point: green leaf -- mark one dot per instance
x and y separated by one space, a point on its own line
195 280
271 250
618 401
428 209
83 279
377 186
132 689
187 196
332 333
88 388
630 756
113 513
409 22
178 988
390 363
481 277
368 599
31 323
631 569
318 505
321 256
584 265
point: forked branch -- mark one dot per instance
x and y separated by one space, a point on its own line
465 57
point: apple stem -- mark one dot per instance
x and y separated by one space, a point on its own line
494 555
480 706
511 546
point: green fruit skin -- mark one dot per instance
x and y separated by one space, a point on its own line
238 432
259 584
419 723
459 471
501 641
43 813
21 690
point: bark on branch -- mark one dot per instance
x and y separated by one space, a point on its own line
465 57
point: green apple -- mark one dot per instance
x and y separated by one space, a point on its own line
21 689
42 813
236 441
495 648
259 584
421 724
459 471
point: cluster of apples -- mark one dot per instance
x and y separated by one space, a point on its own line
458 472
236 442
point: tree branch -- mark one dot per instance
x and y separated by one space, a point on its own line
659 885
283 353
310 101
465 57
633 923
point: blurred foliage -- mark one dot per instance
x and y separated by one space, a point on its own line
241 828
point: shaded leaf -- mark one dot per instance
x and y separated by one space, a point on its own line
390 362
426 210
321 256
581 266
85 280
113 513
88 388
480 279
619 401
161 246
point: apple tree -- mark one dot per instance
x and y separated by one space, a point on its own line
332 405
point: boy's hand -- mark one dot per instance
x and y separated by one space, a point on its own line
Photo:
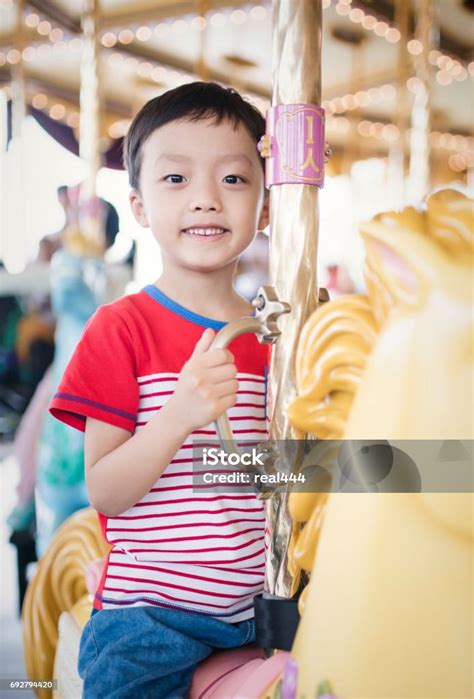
207 385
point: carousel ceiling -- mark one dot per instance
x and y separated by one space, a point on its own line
149 46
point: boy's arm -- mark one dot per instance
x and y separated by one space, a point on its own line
120 468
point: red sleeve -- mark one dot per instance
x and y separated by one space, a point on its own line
99 381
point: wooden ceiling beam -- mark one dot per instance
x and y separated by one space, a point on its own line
56 15
386 9
156 12
176 62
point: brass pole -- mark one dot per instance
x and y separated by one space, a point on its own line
14 218
419 178
397 152
202 69
18 75
293 251
89 141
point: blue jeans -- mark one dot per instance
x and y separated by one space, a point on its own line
150 652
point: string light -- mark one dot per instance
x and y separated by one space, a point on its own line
381 28
179 26
218 19
44 28
32 20
108 40
143 33
393 35
443 77
126 36
28 54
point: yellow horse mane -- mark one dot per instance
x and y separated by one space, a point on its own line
339 337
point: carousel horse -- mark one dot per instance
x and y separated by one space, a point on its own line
372 621
388 609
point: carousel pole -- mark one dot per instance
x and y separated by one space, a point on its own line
419 177
14 246
397 152
89 140
297 28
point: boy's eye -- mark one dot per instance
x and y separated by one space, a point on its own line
178 179
234 177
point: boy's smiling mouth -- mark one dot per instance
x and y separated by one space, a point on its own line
205 231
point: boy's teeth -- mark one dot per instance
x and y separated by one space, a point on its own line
205 231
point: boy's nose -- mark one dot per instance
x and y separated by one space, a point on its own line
206 201
205 205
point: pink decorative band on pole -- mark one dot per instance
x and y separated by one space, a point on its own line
294 145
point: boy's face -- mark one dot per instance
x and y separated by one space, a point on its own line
199 177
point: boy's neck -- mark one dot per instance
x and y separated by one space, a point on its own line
209 294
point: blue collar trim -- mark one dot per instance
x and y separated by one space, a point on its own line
171 305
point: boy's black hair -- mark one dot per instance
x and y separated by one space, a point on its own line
192 101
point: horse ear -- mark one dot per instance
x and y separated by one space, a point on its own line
401 256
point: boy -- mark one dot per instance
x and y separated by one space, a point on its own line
143 383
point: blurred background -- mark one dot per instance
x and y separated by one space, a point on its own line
397 85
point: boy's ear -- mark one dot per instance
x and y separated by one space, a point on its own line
264 218
138 208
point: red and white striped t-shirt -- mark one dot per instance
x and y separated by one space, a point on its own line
181 547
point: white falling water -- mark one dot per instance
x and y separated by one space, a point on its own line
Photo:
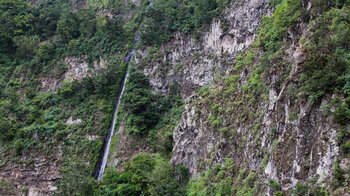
105 155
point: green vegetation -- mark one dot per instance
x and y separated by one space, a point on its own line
224 180
36 39
145 174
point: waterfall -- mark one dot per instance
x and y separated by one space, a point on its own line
111 131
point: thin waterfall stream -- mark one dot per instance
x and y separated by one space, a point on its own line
111 130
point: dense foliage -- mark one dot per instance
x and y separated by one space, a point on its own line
144 175
36 38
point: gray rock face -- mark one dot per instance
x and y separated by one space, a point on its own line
293 142
192 63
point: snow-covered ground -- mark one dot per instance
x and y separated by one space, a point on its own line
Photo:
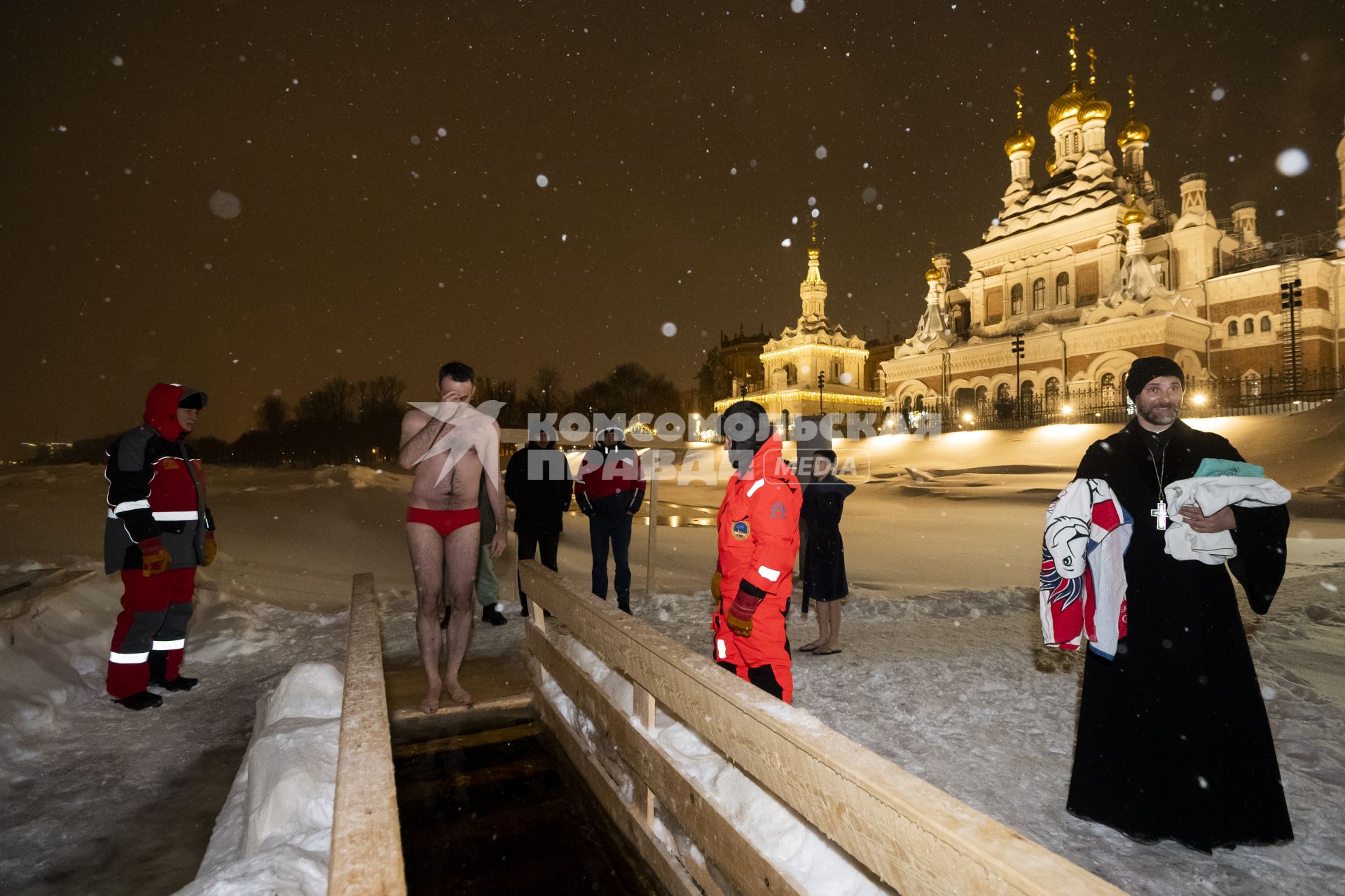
942 669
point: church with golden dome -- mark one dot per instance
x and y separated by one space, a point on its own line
814 366
1091 268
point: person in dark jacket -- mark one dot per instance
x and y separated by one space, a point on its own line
158 532
538 482
609 490
824 555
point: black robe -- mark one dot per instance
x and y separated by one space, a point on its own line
824 551
1173 739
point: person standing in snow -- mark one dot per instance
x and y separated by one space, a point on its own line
824 556
759 541
159 529
609 490
450 446
1173 742
538 482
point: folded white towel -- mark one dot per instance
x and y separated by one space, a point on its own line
1212 494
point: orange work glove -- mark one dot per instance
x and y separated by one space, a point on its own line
153 558
739 615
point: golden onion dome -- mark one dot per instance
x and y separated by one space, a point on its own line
1019 142
1134 131
1067 105
1095 108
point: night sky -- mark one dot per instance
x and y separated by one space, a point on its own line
381 163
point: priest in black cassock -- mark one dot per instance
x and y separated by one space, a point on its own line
1173 739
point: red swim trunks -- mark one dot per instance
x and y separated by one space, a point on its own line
443 521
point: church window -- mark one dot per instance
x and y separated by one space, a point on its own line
1109 388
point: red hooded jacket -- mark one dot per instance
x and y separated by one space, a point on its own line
156 488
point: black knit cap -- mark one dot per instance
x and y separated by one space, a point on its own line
745 422
1145 371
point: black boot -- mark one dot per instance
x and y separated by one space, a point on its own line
181 682
144 700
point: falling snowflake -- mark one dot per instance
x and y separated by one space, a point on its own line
1292 163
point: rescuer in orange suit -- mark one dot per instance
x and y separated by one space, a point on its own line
759 541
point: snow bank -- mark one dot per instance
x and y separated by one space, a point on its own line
786 840
273 834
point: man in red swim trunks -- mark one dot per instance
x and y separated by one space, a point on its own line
448 446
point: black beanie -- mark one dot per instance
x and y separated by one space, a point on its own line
1147 369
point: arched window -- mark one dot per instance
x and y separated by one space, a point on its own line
1109 388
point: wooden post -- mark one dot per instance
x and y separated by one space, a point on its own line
366 855
643 708
653 495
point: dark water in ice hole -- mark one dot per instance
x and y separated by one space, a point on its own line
491 805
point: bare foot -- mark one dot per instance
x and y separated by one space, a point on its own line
431 704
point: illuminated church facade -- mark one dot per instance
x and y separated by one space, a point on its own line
1094 270
813 366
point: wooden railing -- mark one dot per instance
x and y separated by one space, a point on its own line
907 833
366 857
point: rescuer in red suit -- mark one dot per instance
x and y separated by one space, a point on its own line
759 541
159 530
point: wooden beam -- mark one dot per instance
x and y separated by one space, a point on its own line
911 834
710 829
366 856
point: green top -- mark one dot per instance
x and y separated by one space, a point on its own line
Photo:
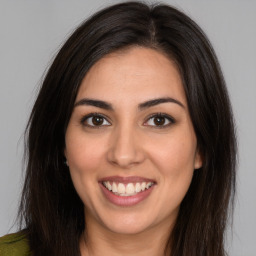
14 245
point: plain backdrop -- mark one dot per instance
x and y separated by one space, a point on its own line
32 31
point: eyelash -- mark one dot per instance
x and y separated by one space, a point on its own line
170 119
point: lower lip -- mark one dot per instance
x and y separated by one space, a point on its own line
126 200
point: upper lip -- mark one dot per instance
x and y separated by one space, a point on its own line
125 180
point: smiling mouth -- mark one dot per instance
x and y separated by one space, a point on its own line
127 189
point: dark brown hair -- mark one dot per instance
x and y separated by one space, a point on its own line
51 211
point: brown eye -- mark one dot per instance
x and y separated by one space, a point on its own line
160 120
95 120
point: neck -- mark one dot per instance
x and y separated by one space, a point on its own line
98 241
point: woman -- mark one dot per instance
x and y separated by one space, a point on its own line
130 145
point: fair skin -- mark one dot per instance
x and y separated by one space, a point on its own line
122 138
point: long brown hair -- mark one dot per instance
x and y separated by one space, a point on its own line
51 212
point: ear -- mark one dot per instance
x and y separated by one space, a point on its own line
65 157
198 162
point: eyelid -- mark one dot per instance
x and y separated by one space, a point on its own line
86 117
168 117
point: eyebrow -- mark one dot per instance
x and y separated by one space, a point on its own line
155 102
142 106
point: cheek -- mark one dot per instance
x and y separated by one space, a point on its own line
84 154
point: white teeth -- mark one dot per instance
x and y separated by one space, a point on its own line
137 187
114 187
128 189
109 186
121 188
148 185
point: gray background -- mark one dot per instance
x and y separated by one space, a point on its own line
32 31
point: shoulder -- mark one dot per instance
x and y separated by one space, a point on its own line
14 245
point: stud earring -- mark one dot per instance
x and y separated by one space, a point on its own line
66 162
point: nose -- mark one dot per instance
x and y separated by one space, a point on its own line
125 148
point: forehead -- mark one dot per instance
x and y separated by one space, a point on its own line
137 73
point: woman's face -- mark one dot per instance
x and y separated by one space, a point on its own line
130 143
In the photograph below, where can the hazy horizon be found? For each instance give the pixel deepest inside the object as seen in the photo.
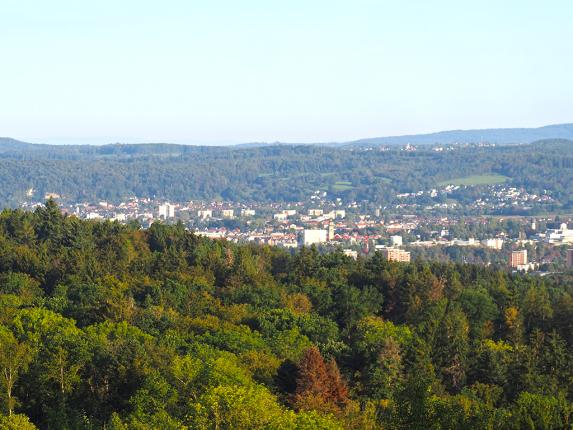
(228, 72)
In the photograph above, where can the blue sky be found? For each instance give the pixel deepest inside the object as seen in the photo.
(218, 72)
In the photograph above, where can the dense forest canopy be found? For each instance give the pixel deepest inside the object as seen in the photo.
(271, 173)
(105, 325)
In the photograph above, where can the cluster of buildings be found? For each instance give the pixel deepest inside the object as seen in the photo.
(353, 227)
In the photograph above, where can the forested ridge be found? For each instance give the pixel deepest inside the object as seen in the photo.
(105, 325)
(272, 173)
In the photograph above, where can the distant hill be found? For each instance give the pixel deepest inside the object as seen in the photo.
(9, 144)
(490, 135)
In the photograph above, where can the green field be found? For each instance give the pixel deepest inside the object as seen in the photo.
(476, 180)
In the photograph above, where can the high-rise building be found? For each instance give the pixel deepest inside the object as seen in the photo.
(310, 237)
(395, 254)
(331, 231)
(570, 258)
(166, 211)
(518, 258)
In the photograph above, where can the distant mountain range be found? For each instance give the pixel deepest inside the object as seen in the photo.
(489, 135)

■ Problem to work on ■
From the line containing "point: pink decorative" down to the line containing "point: blurred background" in the material above, reproduce every line exactly, including the two end lines.

■ Task response ■
point: pink decorative band on pole -- mark one dot per instance
x and y separated by one space, a point on its own line
294 145
point: boy's face -- mark one dot per instance
x and y separated by one space, a point on its own line
199 177
point: boy's neck -- mark one dot per instance
x and y separated by one space, a point on its own line
209 294
point: blue collar trim -- mark one dot per instance
x and y separated by one space, a point on its own line
171 305
point: boy's black hair -- mark one dot per instance
x and y separated by one space, a point on its own line
192 101
point: horse ear -- mark one dot per instance
x and y separated by one space, a point on its own line
401 256
point: boy -- mark one dot per instance
x and y separated by one space, a point on its own line
143 383
point: blurred background -- mark one dot per instance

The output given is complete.